# WRITTEN EXERCISE
Copy every record below exactly.

--- DATA FOR THIS TASK ---

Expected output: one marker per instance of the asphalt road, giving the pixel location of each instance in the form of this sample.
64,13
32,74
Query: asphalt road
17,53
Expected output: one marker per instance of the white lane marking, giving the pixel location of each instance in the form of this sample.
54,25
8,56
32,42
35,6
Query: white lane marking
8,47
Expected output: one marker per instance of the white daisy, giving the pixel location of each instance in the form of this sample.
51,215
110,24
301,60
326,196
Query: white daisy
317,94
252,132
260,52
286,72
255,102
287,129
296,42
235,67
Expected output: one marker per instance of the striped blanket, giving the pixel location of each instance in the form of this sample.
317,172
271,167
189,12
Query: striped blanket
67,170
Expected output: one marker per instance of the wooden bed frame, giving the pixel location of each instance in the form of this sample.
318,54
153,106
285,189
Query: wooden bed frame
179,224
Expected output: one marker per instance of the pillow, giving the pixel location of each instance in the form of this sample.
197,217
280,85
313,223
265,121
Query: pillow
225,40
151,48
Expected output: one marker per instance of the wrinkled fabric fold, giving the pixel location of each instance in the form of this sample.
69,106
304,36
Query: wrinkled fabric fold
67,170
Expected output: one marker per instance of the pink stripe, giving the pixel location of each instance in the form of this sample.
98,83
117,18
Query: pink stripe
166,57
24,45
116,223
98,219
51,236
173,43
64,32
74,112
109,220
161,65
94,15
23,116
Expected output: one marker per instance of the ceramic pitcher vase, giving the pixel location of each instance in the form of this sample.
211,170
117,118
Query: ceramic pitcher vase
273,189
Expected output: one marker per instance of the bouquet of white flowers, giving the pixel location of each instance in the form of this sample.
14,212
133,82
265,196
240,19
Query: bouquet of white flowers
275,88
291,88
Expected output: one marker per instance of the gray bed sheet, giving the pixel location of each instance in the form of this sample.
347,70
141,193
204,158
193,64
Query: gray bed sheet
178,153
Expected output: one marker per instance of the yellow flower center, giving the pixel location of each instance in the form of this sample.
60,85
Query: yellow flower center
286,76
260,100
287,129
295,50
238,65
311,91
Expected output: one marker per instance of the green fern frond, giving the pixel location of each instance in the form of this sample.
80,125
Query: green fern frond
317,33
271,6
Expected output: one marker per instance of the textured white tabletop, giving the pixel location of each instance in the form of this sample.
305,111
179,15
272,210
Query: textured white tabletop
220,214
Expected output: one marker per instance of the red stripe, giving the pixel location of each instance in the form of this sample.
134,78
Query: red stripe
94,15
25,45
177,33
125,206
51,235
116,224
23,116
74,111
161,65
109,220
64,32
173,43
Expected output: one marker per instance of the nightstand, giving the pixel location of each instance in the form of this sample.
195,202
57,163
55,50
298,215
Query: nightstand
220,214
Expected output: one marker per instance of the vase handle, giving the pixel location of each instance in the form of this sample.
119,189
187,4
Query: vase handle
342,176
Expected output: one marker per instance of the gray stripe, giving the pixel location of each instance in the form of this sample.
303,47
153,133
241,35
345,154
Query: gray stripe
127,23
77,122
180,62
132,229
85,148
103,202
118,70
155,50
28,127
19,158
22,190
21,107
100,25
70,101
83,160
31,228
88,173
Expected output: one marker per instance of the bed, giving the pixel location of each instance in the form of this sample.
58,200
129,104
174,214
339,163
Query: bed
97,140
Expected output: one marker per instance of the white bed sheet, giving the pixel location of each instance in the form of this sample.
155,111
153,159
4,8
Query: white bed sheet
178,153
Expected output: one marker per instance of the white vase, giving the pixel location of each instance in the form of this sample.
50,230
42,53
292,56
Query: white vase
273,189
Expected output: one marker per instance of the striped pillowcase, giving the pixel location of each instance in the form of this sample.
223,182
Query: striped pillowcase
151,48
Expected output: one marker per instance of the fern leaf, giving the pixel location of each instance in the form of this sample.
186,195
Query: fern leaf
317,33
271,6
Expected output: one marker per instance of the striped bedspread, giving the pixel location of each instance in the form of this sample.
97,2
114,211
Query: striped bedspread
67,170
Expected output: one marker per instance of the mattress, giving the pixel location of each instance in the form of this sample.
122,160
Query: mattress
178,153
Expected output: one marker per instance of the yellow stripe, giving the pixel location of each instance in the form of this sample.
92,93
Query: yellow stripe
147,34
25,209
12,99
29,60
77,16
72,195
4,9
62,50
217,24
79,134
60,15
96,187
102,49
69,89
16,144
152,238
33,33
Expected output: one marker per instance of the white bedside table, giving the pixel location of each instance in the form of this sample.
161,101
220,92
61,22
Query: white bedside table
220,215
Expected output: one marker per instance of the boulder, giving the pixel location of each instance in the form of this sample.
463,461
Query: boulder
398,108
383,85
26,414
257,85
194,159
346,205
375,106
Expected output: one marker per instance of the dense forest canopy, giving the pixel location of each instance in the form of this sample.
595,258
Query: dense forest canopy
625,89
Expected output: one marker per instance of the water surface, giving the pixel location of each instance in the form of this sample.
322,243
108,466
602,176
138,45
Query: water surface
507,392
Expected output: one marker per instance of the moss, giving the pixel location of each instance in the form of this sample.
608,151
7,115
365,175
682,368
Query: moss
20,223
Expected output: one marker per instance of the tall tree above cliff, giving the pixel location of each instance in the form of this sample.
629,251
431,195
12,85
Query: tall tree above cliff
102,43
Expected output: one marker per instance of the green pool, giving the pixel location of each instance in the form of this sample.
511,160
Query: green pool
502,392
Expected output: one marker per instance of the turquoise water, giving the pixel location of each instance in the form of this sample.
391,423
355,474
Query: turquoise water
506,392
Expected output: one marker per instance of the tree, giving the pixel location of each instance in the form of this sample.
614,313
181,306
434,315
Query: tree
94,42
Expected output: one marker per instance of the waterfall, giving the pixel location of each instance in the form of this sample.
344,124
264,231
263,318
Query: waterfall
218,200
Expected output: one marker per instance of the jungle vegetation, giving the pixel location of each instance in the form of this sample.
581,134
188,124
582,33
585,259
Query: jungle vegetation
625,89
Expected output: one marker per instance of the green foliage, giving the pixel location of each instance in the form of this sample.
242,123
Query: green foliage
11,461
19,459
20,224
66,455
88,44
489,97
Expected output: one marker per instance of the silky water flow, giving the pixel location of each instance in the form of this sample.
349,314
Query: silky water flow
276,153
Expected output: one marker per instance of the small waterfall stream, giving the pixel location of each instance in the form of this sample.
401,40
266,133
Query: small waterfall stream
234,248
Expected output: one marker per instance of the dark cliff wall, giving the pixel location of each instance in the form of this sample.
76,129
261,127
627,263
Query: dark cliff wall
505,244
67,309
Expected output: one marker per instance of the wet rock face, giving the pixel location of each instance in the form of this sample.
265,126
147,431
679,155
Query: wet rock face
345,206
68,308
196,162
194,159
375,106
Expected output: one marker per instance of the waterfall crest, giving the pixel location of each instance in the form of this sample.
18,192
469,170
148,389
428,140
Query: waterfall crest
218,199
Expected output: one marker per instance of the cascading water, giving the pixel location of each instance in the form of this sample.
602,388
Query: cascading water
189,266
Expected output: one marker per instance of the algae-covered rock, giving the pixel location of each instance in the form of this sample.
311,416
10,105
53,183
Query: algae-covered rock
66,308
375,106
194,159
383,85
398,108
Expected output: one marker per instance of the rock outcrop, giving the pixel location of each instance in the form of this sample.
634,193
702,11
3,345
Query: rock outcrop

---

# FINAL RESULT
Expected output: one marker per instance of the asphalt road, giving the pixel location of each instance in the form of this sample.
64,13
32,74
Query: asphalt road
17,53
Expected output: one marker per instance of the white lane marking, giving the pixel location of each instance in the form of this sample.
54,25
8,56
32,42
35,6
Query: white lane marking
8,47
Expected output: one marker per instance of the white daisy, giving the pixel location of each instance in the form of this sample.
51,215
110,24
301,60
326,196
Query: white daisy
317,94
252,132
260,52
286,72
255,102
287,129
296,42
235,67
Expected output: one marker per instance of the striped blanket, giving the pixel location of each instance in the form of this sample.
317,172
271,167
189,12
Query: striped blanket
67,170
Expected output: one marker per instance of the wooden bed frame, giving the pixel location of each instance in the form of this sample.
318,54
153,106
285,189
Query: wooden bed frame
179,224
Expected output: one marker per instance of the pillow, giving the pixel location of each instance in the form of this sample.
197,217
280,85
313,223
265,121
Query: pillow
225,40
151,48
Expected output: one marker per instance of the wrinkled fabric fold, giving the pixel location of each instance in the form of this sample.
69,106
304,36
Query: wrinkled fabric fold
67,170
Expected output: one marker per instance of the pink stripe, giving the pixel location of each instance in the form of this sample.
98,83
117,18
Query: pink stripe
166,57
24,45
116,223
98,219
51,236
173,43
64,32
74,112
109,220
161,65
94,15
23,116
Expected output: one marker per instance of the ceramic pitcher vase, giving the pixel location of each instance in the form of this sample.
211,170
117,118
Query: ceramic pitcher vase
273,189
Expected output: one marker per instance of the bouquet of white flowers, giving the pixel location of each instance in the form of this sample.
14,212
133,82
265,196
240,19
Query: bouquet of white flowers
275,88
291,88
Expected output: one marker per instance of the gray bed sheet, giving the pixel location of each instance in the form of this sample.
347,70
141,193
204,158
193,64
Query: gray bed sheet
178,153
Expected output: one marker per instance of the yellow flower center, giving the pixel location of each instance in the form of this sample.
60,85
Query: yellow flower center
286,76
260,100
287,129
295,50
238,65
311,91
Expected output: one marker per instance of the green fern frond, giving the pixel location of each instance in the form of this sample.
80,125
Query: green fern frond
317,33
271,6
Expected output: one marker per instance of the textured white tabletop, giving the pixel location of each instance in the form of this sample.
305,111
179,15
272,210
Query: textured white tabletop
220,214
Expected output: one marker per instance of the red stripe, giving the pixel location of each instance in the form of this sample.
134,78
Query: red stripe
94,15
25,45
177,33
125,206
51,235
116,224
23,116
74,111
161,65
109,220
64,32
173,43
Expected output: one marker per instance of the nightstand, giving the pixel location of each instance in the form of this sample.
195,202
57,163
55,50
298,215
Query: nightstand
220,214
Expected output: one marker per instance of the vase handle, giving the pixel location of each instance in the form of this sample.
119,189
187,4
Query: vase handle
342,176
Expected output: one marker per instance of the gray stripe, giving the pixel location of each instance in the form of this sample.
303,47
153,133
241,35
345,154
Query: gray stripe
127,23
77,122
180,62
132,229
85,148
103,202
118,70
155,50
28,127
19,158
22,190
21,107
100,25
70,101
83,160
31,228
88,173
Expected output: one marker per instance of the bed, giving the pixel location of each instance in the form of this sample.
58,200
129,104
174,214
339,163
Query: bed
97,140
Expected output: one marker per instance of the white bed sheet, giving the pixel location of each instance in the form of this sample.
155,111
153,159
4,8
Query: white bed sheet
178,153
Expected output: one marker per instance of the white vase, giving the pixel location of each instance in the form of this sample.
50,230
42,53
292,56
Query: white vase
273,189
Expected output: one marker per instance of the striped pillowcase, giving the pixel location of each instance in the form of this sample.
223,182
Query: striped pillowcase
151,48
Expected output: one marker per instance of the fern leaf, giving the pixel location of each instance in the form of this sample.
186,195
Query: fern leaf
317,33
271,6
Expected output: one marker per instance of the striped bedspread, giving the pixel location of each instance in the form of this sample.
97,2
114,211
Query: striped bedspread
67,170
Expected output: one marker per instance of the mattress, giving the pixel location of each instance in the form of this sample.
122,160
Query: mattress
178,153
Expected output: one marker per instance of the yellow stripe, giving the pixel location of each instance in the form of this sample.
92,93
Query: yellow stripe
147,34
25,209
12,99
29,60
77,16
72,195
4,9
62,50
217,24
79,134
60,15
96,187
102,49
69,89
16,144
152,238
33,33
Expected output: one marker per instance of the white bedside table, giving the pixel location of each instance in the form of this sample.
161,101
220,92
61,22
Query: white bedside table
220,215
Expected output: one marker per instance of the boulder, giving the pixel location of each instance in the form of this sample.
463,461
Query: boulder
398,108
383,85
26,414
257,85
194,159
346,205
375,106
Expected output: one marker per instance of the dense forest canopy, giving the pixel location of each instance in the form of this sample.
595,258
Query: dense forest canopy
625,89
Expected output: one marker per instance of the water surface, giving the pixel location of each instance in the form of this sample.
322,243
108,466
602,176
138,45
Query: water surface
507,392
Expected output: one marker per instance of the moss, giving the pixel location of each instance in the form of this sample.
608,151
7,115
365,175
682,368
Query: moss
20,223
Expected output: one marker per instance of the tall tree above cliff, giving the pixel location of each instance in the form of this sample.
629,251
431,195
12,85
Query: tall tree above cliff
102,43
Expected output: one marker per instance of the green pool, giving the pixel location of each instance in the form of this sample.
511,160
Query: green pool
502,392
Expected output: one marker per instance of the turquoise water, giving the pixel location of each instance in the form of this sample.
391,423
355,474
Query: turquoise water
506,392
Expected output: one marker per instance of the tree, giving the pixel location of each instance in the form of this sample.
614,313
181,306
434,315
Query: tree
94,42
Expected output: one marker per instance of the waterfall, giving the pixel location of each instance in the form of this sample.
344,124
264,231
263,318
Query: waterfall
218,200
Expected output: one marker per instance of the jungle vegetation, giving the pixel location of each instance in the form of this sample.
581,134
188,124
582,33
585,259
Query: jungle vegetation
625,89
Expected output: one marker per instance of the green foliage, giving the pixel location of each instance in the form of this sample.
242,123
Query: green foliage
11,461
19,459
20,224
66,455
88,44
489,97
Expected output: one marker per instance of the silky water flow, giving the pixel location of each instance in the form of this sample.
349,314
Query: silky water flow
276,153
Expected output: one marker per instance of the small waterfall stream, giving the pixel location of each instance in the form of this sample.
401,40
266,133
Query: small waterfall stream
234,248
Expected output: one marker per instance of the dark cliff wall, giving the pixel location of each instance in the form of this sample.
76,129
261,127
627,263
Query: dark cliff wall
505,244
67,309
Expected output: one marker per instance of the wet rock face, giving the pixel location of each instance in the form of this sample.
265,126
147,431
679,155
Query: wet rock face
345,206
68,308
196,162
194,159
375,106
Expected output: one marker per instance of the waterfall crest, giving the pixel location of each instance in the form of this sample.
18,192
469,170
148,389
428,140
Query: waterfall crest
218,199
Expected output: one marker per instance of the cascading water, giving the pixel location of each instance in the form of this sample.
602,388
Query: cascading water
189,266
Expected output: one marker per instance of the algae-covered rock, giving the pixel location of each instance in the form of this sample.
311,416
10,105
53,183
Query: algae-covered rock
66,308
375,106
194,159
383,85
398,108
Expected output: one marker per instance of the rock outcrop, giving the pixel location of each instance in the form of this sample.
634,193
702,11
3,345
Query: rock outcrop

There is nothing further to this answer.